▸ **Texte du document**:
= = = = =

Bruno Chrétien (IPS) : « Nous assistons à une tentative de nationalisation de la protection sociale »
L’Institut de la protection sociale a dressé le bilan de la politique sociale menée sous le quinquennat d’Emmanuel Macron. Interview de Bruno Chrétien, président de l’IPS.
Profession CGP : Quel bilan pouvez-vous tirer du quinquennat d’Emmanuel Macron en matière de retraite et de protection sociale ?

= = = = =

▸ **Série de tâches**:
[1] Pour chacune des affirmations (a), (b) et (c), dites si elle concorde avec l'entretien : répondez par oui ou par non et citez les mots exacts du texte qui permettent de trancher.
(a) Bruno Chrétien est le président de l'IPS.
(b) L'Institut de la protection sociale a dressé le bilan de la politique sociale menée sous le quinquennat d'Emmanuel Macron.
(c) Selon le titre, Bruno Chrétien dit assister à une tentative de privatisation de la protection sociale.
[2] Répondez aux questions (a), (b) et (c) en vous appuyant sur l'entretien.
(a) Que désigne le sigle IPS ?
(b) Qui préside l'IPS ?
(c) Dans quels domaines Profession CGP demande-t-il un bilan du quinquennat ?
Le listing qui suit n'a aucun rapport avec l'entretien.

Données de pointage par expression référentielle

= = = = =

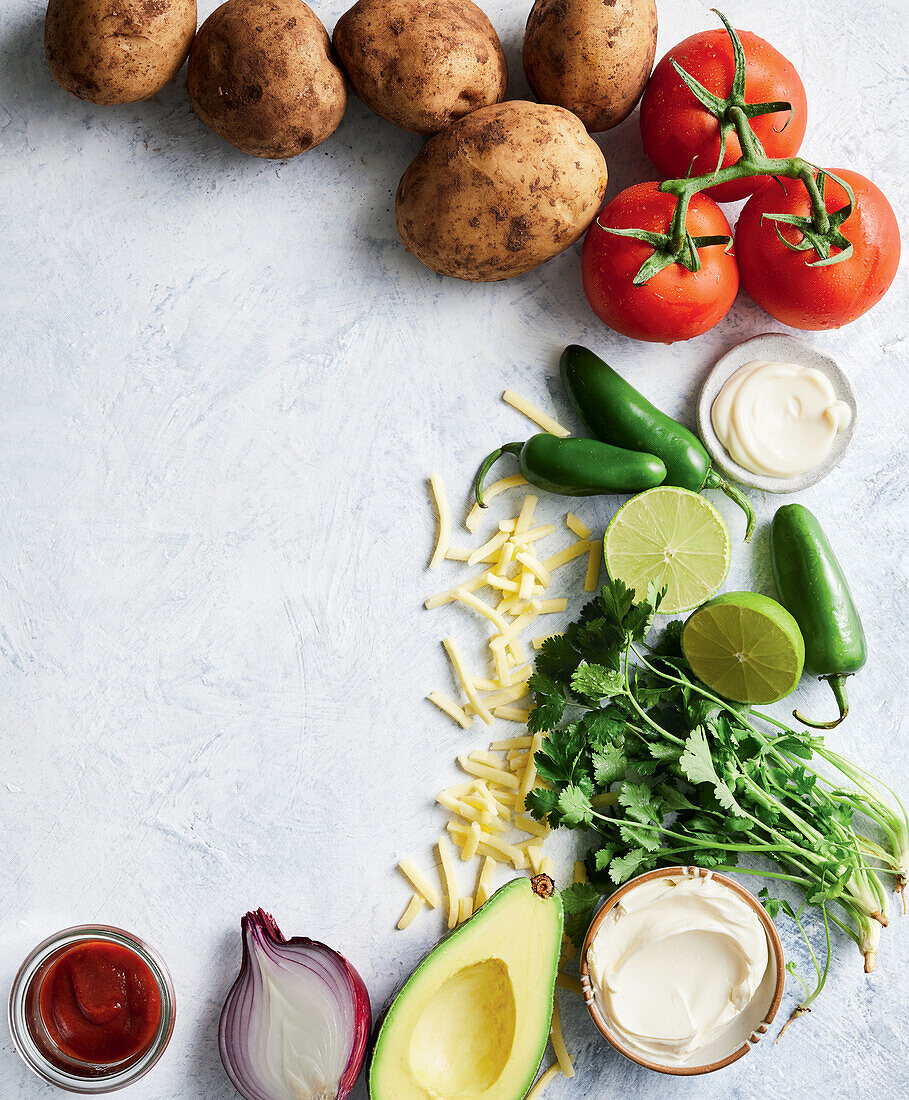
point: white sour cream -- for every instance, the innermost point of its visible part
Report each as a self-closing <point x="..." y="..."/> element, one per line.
<point x="681" y="970"/>
<point x="778" y="419"/>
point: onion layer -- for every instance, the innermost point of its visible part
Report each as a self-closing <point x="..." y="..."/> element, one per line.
<point x="295" y="1024"/>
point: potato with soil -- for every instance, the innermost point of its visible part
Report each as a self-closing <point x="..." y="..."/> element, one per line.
<point x="591" y="56"/>
<point x="115" y="52"/>
<point x="422" y="64"/>
<point x="501" y="191"/>
<point x="262" y="75"/>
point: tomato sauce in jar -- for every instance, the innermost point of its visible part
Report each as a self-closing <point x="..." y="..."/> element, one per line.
<point x="100" y="1003"/>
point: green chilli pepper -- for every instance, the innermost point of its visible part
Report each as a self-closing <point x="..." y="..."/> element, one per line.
<point x="613" y="410"/>
<point x="812" y="589"/>
<point x="577" y="466"/>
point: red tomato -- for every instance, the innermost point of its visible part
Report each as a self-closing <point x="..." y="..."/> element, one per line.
<point x="678" y="129"/>
<point x="676" y="304"/>
<point x="782" y="282"/>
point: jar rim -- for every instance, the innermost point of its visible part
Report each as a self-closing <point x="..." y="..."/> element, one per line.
<point x="30" y="970"/>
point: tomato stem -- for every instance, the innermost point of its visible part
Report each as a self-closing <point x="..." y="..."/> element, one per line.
<point x="819" y="232"/>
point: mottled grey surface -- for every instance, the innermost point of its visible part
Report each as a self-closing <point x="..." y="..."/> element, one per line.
<point x="223" y="384"/>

= = = = =

▸ **Réponses numérotées**:
[1]
(a) Oui : « Bruno Chrétien, président de l’IPS ».
(b) Oui : « L’Institut de la protection sociale a dressé le bilan de la politique sociale menée sous le quinquennat d’Emmanuel Macron ».
(c) Non : « Nous assistons à une tentative de nationalisation de la protection sociale ».

[2]
(a) L'Institut de la protection sociale.
(b) Bruno Chrétien.
(c) La retraite et la protection sociale.